(Data entries)
::::::

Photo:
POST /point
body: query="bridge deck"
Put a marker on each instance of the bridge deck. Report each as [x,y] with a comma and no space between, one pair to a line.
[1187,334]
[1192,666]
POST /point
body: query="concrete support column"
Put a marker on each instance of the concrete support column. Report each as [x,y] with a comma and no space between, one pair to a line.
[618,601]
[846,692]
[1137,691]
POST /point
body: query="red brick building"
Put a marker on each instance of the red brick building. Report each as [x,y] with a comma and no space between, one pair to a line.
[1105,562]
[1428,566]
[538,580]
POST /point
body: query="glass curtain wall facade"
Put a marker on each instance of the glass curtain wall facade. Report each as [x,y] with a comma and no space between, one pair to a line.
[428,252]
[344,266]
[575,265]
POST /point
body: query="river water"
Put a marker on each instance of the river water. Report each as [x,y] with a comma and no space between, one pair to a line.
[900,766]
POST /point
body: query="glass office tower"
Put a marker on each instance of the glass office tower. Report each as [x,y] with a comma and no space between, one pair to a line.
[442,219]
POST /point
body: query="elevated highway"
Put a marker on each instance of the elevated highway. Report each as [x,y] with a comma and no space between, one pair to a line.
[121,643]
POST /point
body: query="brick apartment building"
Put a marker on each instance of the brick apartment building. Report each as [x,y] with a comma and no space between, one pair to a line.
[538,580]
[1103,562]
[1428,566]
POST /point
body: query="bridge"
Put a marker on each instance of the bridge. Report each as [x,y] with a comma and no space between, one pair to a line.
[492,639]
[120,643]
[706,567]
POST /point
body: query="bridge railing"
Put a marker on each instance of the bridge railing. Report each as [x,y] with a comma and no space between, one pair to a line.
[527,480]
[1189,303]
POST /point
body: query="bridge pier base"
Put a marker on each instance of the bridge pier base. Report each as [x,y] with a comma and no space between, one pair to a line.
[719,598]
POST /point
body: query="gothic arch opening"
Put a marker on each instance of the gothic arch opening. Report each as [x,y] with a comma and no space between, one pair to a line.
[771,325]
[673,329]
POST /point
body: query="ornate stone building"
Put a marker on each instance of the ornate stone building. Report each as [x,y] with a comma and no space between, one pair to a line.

::::::

- Work task
Scan the data, and report each line that uses the word "stone".

- Exercise output
body: query="ornate stone building"
Put a marker on each instance of the ornate stone building. Report each as [x,y] with a comma and no space between, one pair to a line.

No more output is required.